» Directions for this task
Turn each of the following items into a numbered list, one line per entry, with blank lines left out.

◆ ◆ ◆ ◆ ◆

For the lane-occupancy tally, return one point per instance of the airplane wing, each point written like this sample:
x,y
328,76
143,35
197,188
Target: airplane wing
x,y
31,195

◆ ◆ ◆ ◆ ◆

» Written response
1. For the lane-occupancy tally, return one point per instance of the airplane wing, each point written like this sample:
2. x,y
3. 328,76
4. 143,35
5. 197,188
6. Target: airplane wing
7. x,y
8. 31,195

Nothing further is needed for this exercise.